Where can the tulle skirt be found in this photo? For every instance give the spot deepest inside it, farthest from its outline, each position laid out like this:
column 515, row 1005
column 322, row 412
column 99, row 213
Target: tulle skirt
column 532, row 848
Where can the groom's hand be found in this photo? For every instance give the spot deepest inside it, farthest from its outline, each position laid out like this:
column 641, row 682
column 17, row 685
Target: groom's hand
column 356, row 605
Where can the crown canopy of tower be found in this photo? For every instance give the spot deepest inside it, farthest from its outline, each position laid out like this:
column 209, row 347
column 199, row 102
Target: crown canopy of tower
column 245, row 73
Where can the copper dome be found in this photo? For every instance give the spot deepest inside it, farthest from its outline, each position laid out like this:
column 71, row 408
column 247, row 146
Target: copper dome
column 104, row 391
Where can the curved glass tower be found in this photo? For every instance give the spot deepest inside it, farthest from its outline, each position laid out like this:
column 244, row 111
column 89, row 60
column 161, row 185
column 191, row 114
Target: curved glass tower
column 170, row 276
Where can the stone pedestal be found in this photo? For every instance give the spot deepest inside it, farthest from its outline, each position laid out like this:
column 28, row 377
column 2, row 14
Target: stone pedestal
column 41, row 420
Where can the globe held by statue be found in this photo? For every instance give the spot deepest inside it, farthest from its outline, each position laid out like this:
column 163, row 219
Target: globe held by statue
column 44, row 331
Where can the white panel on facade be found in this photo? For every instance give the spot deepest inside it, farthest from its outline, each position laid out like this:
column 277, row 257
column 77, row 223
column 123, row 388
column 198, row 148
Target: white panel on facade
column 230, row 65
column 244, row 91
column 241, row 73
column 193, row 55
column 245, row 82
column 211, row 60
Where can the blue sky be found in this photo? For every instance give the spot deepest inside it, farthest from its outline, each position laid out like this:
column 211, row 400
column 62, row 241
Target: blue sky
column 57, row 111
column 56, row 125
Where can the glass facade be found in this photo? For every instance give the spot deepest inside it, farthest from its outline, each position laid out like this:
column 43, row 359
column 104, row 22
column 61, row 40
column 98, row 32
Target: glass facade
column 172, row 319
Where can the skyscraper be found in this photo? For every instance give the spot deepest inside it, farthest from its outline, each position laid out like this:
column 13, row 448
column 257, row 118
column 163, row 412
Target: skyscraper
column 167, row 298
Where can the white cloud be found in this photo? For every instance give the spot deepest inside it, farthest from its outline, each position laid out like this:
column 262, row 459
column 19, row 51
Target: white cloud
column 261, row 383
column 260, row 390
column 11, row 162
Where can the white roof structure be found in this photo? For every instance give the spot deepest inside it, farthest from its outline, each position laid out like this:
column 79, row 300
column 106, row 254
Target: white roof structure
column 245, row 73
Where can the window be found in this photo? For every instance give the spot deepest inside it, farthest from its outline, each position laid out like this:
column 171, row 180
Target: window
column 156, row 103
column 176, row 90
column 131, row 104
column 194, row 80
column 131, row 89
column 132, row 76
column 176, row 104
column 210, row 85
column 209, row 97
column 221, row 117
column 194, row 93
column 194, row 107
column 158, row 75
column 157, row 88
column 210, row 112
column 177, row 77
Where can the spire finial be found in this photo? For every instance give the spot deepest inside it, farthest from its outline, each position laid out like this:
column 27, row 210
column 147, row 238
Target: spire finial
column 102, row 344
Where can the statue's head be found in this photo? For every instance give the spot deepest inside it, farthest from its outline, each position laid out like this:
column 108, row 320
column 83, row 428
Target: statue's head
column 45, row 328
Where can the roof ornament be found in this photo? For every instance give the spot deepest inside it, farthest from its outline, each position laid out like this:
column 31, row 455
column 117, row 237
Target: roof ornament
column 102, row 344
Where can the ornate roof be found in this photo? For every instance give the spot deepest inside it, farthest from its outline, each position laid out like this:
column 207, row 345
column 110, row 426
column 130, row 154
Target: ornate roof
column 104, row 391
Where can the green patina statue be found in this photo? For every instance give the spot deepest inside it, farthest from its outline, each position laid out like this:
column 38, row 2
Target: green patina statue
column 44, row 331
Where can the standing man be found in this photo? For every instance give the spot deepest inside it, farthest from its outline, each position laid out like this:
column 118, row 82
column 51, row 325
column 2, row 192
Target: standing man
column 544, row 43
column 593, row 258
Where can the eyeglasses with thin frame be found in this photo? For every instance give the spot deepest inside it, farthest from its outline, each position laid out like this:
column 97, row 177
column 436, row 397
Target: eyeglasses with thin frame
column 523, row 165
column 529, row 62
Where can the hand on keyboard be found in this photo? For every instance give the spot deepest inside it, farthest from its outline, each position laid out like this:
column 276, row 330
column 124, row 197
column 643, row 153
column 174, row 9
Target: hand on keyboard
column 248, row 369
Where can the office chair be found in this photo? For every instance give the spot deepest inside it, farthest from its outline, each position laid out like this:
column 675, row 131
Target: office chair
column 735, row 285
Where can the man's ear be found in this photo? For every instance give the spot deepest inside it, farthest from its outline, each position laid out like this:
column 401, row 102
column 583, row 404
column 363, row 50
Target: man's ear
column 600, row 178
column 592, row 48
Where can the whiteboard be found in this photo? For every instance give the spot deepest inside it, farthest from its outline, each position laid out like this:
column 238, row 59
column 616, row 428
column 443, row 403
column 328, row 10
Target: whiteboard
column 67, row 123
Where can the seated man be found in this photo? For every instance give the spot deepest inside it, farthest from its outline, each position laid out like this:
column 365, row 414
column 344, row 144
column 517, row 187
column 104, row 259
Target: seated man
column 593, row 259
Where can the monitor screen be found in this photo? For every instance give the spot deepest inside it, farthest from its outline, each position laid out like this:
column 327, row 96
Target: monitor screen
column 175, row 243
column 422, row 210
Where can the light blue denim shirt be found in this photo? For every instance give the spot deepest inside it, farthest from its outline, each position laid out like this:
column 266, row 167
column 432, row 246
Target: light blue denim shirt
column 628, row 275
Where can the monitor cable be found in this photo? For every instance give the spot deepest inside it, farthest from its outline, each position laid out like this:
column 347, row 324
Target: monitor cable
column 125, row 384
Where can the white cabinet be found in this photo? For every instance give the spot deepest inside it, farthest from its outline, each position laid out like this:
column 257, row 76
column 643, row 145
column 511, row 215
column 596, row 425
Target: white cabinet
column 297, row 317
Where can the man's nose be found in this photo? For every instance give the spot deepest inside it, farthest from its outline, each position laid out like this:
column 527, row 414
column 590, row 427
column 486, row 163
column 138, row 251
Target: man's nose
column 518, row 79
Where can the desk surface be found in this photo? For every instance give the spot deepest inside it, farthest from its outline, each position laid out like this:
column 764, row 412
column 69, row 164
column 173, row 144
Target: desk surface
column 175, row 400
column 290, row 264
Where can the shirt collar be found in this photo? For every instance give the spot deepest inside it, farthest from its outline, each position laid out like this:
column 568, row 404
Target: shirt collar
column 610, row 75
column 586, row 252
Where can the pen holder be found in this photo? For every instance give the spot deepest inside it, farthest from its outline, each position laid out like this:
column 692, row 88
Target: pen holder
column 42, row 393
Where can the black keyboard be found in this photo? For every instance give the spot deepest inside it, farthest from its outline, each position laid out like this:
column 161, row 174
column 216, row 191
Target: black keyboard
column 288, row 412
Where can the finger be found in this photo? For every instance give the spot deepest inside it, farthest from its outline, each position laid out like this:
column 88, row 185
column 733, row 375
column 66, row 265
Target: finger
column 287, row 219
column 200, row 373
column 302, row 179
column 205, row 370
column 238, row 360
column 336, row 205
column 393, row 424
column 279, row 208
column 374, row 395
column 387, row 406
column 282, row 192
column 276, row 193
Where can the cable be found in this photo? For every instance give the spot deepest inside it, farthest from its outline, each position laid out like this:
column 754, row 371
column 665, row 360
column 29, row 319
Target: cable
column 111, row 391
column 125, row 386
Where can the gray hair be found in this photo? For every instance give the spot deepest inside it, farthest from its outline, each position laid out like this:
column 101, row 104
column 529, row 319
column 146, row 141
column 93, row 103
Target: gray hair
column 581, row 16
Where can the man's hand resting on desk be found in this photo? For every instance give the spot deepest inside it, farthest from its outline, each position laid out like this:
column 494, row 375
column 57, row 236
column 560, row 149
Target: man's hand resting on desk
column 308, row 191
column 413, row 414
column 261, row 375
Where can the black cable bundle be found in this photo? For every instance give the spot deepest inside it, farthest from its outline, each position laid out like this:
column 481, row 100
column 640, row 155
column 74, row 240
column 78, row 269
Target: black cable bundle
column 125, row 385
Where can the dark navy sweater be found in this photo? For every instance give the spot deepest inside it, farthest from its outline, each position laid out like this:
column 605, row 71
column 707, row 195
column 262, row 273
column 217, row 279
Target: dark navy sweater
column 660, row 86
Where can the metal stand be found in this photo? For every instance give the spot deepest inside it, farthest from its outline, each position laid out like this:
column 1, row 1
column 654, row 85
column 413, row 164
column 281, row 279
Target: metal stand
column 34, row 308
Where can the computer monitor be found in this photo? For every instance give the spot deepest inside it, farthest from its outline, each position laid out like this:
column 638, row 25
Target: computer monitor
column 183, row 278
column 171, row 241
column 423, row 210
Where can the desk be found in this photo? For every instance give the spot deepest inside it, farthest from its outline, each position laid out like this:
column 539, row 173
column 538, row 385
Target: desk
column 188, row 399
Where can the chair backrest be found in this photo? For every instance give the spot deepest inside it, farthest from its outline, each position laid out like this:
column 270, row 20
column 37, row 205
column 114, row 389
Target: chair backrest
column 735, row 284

----

- [Exercise aim]
Could you transcribe the data verbatim, starting at its very first line and ending with the line that contains "column 532, row 848", including both of those lines?

- [Solution to this problem]
Where can the tulle skirt be found in this photo? For every instance give the spot deepest inside it, farthest from its outline, each position laid out like this:
column 515, row 1005
column 322, row 412
column 99, row 213
Target: tulle skirt
column 532, row 848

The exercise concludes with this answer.